-- Stored data entries --
_ _ _ _ _ _ _

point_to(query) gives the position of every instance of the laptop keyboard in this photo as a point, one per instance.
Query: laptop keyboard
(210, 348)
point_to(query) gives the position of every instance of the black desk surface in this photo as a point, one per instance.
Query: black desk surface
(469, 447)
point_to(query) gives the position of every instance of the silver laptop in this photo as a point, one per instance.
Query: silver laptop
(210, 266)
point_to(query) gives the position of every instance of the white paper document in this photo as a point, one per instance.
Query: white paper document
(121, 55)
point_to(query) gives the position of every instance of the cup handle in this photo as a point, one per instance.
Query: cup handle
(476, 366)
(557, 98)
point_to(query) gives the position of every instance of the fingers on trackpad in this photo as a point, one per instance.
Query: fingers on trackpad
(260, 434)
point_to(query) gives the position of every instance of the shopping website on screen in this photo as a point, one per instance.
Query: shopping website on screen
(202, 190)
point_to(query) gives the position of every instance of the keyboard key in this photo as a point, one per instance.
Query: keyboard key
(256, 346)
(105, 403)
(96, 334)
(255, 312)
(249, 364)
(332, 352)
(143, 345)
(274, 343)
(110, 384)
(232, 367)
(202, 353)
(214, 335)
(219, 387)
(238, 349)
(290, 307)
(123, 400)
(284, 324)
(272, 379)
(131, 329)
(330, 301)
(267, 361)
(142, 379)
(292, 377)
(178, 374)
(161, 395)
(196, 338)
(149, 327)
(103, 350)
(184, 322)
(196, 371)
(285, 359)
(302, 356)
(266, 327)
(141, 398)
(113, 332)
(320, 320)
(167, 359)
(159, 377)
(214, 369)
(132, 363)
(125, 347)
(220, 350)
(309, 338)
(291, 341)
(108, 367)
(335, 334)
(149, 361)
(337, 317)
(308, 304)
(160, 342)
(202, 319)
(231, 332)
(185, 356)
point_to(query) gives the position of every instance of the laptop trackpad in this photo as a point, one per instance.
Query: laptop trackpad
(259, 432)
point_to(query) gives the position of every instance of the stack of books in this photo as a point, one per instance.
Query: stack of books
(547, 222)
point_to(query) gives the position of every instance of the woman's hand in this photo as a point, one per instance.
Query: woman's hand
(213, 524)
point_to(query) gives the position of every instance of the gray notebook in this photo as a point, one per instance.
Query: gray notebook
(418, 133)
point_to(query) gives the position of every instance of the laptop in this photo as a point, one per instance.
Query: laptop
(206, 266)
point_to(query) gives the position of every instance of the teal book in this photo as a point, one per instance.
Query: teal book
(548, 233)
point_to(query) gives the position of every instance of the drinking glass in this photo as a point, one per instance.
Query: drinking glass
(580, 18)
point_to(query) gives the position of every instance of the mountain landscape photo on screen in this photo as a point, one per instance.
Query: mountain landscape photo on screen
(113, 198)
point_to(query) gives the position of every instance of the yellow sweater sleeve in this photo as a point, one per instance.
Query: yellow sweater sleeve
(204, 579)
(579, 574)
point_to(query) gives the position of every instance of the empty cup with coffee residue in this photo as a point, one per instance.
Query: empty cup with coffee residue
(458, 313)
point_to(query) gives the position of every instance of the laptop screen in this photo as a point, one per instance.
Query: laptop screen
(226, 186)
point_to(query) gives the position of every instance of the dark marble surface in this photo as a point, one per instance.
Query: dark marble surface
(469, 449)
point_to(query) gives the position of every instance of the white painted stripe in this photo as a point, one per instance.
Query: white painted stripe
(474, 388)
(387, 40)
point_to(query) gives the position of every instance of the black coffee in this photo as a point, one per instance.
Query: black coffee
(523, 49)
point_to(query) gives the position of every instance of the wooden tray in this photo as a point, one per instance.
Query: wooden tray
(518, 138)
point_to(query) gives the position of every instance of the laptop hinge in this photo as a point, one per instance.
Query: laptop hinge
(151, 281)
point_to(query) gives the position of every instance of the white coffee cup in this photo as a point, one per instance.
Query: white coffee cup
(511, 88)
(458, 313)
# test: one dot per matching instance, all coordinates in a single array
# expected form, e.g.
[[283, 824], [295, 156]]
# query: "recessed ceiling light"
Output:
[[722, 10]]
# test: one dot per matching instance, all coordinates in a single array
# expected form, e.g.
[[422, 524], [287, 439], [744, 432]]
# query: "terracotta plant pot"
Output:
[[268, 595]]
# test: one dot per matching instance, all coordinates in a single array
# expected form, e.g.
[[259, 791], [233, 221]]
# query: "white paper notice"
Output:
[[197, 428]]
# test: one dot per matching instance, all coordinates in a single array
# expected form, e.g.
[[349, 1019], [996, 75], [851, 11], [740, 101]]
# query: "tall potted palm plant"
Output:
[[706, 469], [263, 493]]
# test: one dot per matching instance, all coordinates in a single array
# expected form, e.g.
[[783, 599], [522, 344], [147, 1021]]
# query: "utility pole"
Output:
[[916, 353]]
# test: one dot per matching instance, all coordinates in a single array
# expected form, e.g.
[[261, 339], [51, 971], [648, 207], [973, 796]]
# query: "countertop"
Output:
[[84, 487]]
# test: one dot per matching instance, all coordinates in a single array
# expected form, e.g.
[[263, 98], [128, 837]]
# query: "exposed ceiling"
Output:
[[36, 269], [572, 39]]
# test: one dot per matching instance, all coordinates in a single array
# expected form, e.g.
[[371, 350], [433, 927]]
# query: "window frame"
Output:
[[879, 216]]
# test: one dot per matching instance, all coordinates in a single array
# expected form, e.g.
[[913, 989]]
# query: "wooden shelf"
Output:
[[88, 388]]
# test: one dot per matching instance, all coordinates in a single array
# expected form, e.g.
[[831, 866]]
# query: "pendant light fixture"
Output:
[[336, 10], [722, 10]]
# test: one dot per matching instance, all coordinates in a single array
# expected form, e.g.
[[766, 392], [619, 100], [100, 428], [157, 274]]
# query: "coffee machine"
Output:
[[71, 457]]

_ _ _ _ _ _ _

-- Work task --
Retype the records that precede this task, keeping them exactly the same.

-- Exercise result --
point_to(query) gives the position of every instance of the laptop keyboard in this photo as a point, one per instance.
Query: laptop keyboard
(210, 348)
point_to(query) gives the position of every instance of the black desk surface in this photo as a point, one per instance.
Query: black desk surface
(469, 447)
point_to(query) gives the position of every instance of the silver laptop in this photo as a point, one per instance.
Query: silver laptop
(210, 266)
point_to(query) gives the position of every instance of the white paper document in this photo as a point, one per instance.
Query: white paper document
(121, 55)
point_to(query) gives the position of every instance of the cup handle in this photo as a point, one per instance.
Query: cup handle
(476, 366)
(557, 98)
point_to(query) gives the position of every instance of the fingers on trackpad in this photo as a point, one per instance.
Query: fingers on trackpad
(260, 434)
point_to(query) gives the position of every instance of the shopping website on screen in this photo as a point, one per instance.
Query: shopping website on screen
(202, 190)
point_to(query) gives the position of every instance of the keyboard key in this photo as a point, one per instance.
Query: keyboard key
(256, 346)
(105, 403)
(96, 334)
(255, 312)
(249, 364)
(332, 352)
(143, 345)
(274, 343)
(110, 384)
(232, 367)
(202, 353)
(214, 335)
(219, 387)
(238, 349)
(290, 307)
(123, 400)
(284, 324)
(272, 379)
(131, 329)
(330, 301)
(267, 361)
(142, 379)
(292, 377)
(178, 374)
(161, 395)
(196, 338)
(149, 327)
(103, 350)
(184, 322)
(196, 371)
(285, 359)
(302, 356)
(266, 327)
(141, 398)
(113, 332)
(320, 320)
(167, 359)
(159, 377)
(214, 369)
(132, 363)
(125, 347)
(220, 350)
(309, 338)
(291, 341)
(108, 367)
(335, 334)
(149, 361)
(337, 317)
(308, 304)
(160, 342)
(202, 319)
(231, 332)
(185, 356)
point_to(query) gives the position of every instance of the laptop trackpad in this photo as a point, one per instance.
Query: laptop trackpad
(259, 432)
point_to(query) gives the position of every instance of the stack of books in this photo as a point, one per instance.
Query: stack of books
(547, 222)
point_to(query) gives the position of every instance of the woman's hand in this photo as a point, one per instance.
Query: woman's hand
(213, 524)
point_to(query) gives the position of every instance of the gray notebook in this photo as a point, one per instance.
Query: gray notebook
(418, 133)
point_to(query) gives the position of every instance of the laptop in this photo as a point, one per instance.
Query: laptop
(206, 266)
point_to(query) gives the position of every instance of the teal book in this photo as a point, one per instance.
Query: teal book
(548, 233)
point_to(query) gives the position of every instance of the drinking glass in this photo as a point, one per instance.
Query: drinking glass
(580, 18)
point_to(query) gives the position of every instance of the mountain landscape photo on screen in this photo as a point, one per instance.
Query: mountain landscape photo on screen
(113, 198)
point_to(query) gives the position of every instance of the yellow sweater sleeve in this photo as a point, one per instance.
Query: yellow sweater sleeve
(204, 579)
(579, 574)
point_to(query) gives the position of every instance of the empty cup with coffee residue in this photo as a point, one per instance.
Query: empty cup with coffee residue
(458, 313)
point_to(query) gives the position of every instance of the laptop screen in this photo as a point, one per instance.
Query: laptop screen
(226, 186)
point_to(query) gives the position of every instance of the dark marble surface in this photo as a point, one per instance.
Query: dark marble surface
(469, 449)
point_to(query) gives the position of every instance of the white painted stripe in this photo as a point, one per instance.
Query: white painted stripe
(474, 388)
(387, 40)
point_to(query) gives the position of every instance of the black coffee in this photo as a point, one per instance.
Query: black coffee
(523, 49)
point_to(query) gives the position of every instance of the wooden tray in this photo as a point, one per instance.
Query: wooden tray
(518, 138)
point_to(query) gives the position of every instance of the laptop hinge in this photo as a point, one per instance.
Query: laptop hinge
(151, 281)
point_to(query) gives the position of every instance of the white coffee cup in this photo as a point, one per instance.
Query: white coffee cup
(511, 88)
(458, 313)
# test: one dot per matching instance, all coordinates in a single array
# expected form, e.g.
[[283, 824], [295, 156]]
# query: "recessed ceiling light"
Output:
[[722, 10]]
# test: one dot per matching instance, all coordinates in a single array
# expected form, e.g.
[[422, 524], [287, 439], [744, 432]]
# query: "terracotta plant pot"
Output:
[[268, 595]]
# test: one dot per matching instance, all coordinates in a single array
# expected form, e.g.
[[259, 791], [233, 221]]
# query: "white paper notice"
Output:
[[197, 428]]
# test: one dot per matching instance, all coordinates in a single array
# expected form, e.g.
[[349, 1019], [996, 75], [851, 11], [740, 101]]
# query: "tall potted palm plant"
Output:
[[706, 469], [263, 493]]
# test: one dot per matching instance, all coordinates in a single array
# expected form, e.g.
[[783, 599], [522, 344], [147, 1021]]
# query: "utility pole"
Output:
[[916, 353]]
# test: one dot per matching instance, all coordinates in a single array
# expected form, e.g.
[[261, 339], [51, 971], [648, 207], [973, 796]]
# query: "countertop"
Output:
[[84, 487]]
# test: one dot per matching instance, all coordinates in a single array
# expected form, e.g.
[[263, 98], [128, 837]]
# query: "exposed ceiling"
Output:
[[36, 269], [572, 39]]
# test: one dot per matching instance, all coordinates in a single array
# expected form, e.g.
[[371, 350], [433, 927]]
# query: "window frame"
Output:
[[879, 216]]
# test: one dot per matching instance, all coordinates in a single array
# expected form, e.g.
[[913, 989]]
# query: "wooden shelf"
Output:
[[88, 388]]
# test: one dot per matching instance, all coordinates in a single array
# expected form, e.g.
[[831, 866]]
# query: "pendant light fixture"
Output:
[[336, 10], [722, 10]]
# test: one dot per matching instance, all coordinates in a single array
# expected form, e.g.
[[766, 392], [619, 100], [100, 428], [157, 274]]
# query: "coffee machine"
Output:
[[71, 457]]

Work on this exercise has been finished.